◆ Work order
Give the number of lines below that contain the string "bridge", and no other text.

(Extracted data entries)
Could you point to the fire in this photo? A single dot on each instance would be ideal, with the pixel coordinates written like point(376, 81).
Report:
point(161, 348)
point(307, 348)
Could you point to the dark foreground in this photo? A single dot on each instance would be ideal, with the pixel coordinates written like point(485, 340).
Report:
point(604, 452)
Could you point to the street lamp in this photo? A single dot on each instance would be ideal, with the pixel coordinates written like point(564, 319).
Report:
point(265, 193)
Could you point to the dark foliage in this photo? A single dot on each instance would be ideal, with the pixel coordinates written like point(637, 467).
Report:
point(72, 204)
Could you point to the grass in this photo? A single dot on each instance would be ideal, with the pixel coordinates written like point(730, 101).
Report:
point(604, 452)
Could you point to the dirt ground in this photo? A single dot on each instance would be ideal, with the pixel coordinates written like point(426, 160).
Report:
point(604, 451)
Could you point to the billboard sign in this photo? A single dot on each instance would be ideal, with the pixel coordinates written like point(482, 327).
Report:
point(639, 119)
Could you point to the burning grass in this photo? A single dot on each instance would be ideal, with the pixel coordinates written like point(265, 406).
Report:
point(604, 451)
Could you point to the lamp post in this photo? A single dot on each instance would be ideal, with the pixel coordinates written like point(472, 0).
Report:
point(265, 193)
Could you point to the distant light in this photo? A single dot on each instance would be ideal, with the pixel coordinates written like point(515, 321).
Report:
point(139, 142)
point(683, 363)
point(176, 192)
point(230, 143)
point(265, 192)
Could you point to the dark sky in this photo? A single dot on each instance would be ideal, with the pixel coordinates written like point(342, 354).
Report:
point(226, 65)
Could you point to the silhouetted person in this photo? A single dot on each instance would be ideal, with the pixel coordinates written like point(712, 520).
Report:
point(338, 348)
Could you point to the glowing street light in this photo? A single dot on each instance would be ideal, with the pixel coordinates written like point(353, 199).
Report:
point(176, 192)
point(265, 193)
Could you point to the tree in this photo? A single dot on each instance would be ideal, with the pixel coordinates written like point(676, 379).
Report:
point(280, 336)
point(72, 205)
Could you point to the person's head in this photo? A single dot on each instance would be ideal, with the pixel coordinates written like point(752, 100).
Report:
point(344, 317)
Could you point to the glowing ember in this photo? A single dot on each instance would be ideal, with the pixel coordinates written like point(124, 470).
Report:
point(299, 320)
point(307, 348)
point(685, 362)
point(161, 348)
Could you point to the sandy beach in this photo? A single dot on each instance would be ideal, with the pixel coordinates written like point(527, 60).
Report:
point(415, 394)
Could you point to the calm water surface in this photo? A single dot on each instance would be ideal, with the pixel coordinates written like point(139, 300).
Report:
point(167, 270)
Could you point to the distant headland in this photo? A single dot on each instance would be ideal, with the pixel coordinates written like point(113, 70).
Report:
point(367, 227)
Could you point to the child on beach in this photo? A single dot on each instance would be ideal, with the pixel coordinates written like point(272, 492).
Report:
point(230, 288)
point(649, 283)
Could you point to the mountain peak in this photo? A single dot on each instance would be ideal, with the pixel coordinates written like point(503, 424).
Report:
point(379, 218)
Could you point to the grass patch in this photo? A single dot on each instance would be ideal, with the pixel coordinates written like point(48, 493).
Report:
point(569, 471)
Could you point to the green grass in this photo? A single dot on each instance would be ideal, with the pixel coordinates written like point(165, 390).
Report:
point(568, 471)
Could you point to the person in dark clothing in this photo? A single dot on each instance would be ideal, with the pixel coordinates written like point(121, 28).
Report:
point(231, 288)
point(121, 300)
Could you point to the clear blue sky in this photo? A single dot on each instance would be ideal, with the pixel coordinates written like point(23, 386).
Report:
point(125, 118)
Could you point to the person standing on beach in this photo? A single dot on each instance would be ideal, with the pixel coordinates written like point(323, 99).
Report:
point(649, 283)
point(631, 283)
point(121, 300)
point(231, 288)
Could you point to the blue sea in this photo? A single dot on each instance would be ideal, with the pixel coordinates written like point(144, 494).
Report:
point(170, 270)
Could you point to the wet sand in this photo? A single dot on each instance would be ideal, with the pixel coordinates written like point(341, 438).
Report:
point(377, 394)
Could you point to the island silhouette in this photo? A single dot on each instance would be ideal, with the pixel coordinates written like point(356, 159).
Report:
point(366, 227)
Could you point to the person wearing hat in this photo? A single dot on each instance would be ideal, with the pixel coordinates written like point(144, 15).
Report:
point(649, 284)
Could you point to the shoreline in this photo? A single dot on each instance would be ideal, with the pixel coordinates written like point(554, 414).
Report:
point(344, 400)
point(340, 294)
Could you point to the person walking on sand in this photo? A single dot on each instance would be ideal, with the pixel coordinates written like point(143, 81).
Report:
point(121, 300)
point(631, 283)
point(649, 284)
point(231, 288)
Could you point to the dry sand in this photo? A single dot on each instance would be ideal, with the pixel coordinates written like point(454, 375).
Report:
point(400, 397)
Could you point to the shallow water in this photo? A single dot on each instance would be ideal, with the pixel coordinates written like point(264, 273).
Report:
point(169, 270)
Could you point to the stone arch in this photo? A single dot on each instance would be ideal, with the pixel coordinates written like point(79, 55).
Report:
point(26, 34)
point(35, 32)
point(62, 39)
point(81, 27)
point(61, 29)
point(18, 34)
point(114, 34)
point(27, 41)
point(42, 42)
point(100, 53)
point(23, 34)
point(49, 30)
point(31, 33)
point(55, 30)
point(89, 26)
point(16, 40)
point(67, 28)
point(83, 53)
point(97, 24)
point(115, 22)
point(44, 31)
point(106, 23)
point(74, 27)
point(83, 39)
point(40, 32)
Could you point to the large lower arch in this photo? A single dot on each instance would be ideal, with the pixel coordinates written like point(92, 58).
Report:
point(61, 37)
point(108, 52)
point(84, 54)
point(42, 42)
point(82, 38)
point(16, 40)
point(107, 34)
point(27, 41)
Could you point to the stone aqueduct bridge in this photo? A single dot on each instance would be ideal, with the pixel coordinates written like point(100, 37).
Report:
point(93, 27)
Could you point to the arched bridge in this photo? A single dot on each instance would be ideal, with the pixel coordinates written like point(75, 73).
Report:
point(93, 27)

◆ Result below
2